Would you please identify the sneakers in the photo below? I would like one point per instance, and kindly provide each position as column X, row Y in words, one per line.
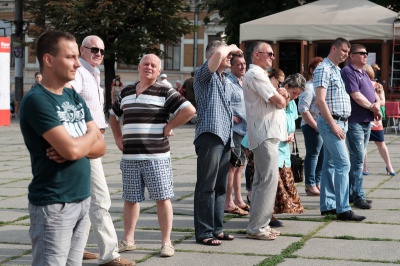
column 125, row 246
column 167, row 250
column 349, row 216
column 362, row 204
column 328, row 212
column 119, row 262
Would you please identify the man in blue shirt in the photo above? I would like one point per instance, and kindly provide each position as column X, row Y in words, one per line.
column 334, row 106
column 213, row 142
column 364, row 108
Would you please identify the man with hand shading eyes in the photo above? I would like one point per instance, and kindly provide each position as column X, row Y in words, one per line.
column 87, row 84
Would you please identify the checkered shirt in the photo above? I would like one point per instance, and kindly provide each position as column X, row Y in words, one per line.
column 327, row 75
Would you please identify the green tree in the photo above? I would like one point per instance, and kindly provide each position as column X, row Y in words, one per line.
column 235, row 12
column 129, row 28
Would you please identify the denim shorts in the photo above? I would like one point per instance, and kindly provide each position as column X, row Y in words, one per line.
column 155, row 175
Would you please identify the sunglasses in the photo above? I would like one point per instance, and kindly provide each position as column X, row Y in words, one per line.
column 268, row 53
column 95, row 50
column 361, row 53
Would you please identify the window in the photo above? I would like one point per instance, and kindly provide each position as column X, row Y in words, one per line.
column 172, row 60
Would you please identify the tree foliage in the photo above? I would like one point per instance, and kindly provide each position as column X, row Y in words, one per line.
column 235, row 12
column 129, row 28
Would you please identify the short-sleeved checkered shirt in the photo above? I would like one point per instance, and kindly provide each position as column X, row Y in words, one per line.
column 214, row 114
column 87, row 84
column 327, row 75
────────────────────────────────────────
**Task**
Pictures in the records above are to be left out of an otherwise exact copy.

**Answer for the task**
Would you please identify the sneakers in the photo below? I would like one point per instance, and kindly provide each position as column X, row Y in words, one per line.
column 125, row 246
column 167, row 250
column 349, row 216
column 362, row 204
column 328, row 212
column 119, row 262
Would you please identify the man in blue shirt in the photo above? I would like one point per instance, and kindly provide each position as column X, row Y in words, one per line.
column 334, row 106
column 213, row 142
column 364, row 108
Would you please identify the man with hand shading eyes in the photo above? I would like one point per instance, and kindly provide each position as column X, row Y in words, one per line.
column 87, row 84
Would you please identify the checkered shirt in the photo above? I would like one point per instance, and kindly provide each position as column X, row Y in words, one per line.
column 327, row 75
Would you please identify the green tree in the photo above? I would like one point per instance, and kindly provide each position as column X, row Y in words, one per line.
column 235, row 12
column 129, row 28
Would you please identify the denim shorts in the photo above? I would like one point per instance, and kindly provide each position as column X, row Y in words, one per line.
column 155, row 175
Would you please identify the sunglasses in the photo above? I would like one point per instance, and kindly provide each position as column X, row Y in words, one per line.
column 268, row 53
column 95, row 50
column 361, row 53
Would you please identify the window in the photo above? I would like one point per instance, and kindly provide each position as column X, row Y in words, one per line.
column 172, row 60
Would you please identify the tree foliage in the photo above? I would like one point per instance, and kindly provide each position as column X, row Y in words, one per line.
column 235, row 12
column 129, row 28
Would you please identify the short-sleeved checkered shirt in the photo above? I would like one point per instance, and kindly provide each position as column X, row Y in words, one per line.
column 214, row 114
column 87, row 84
column 327, row 75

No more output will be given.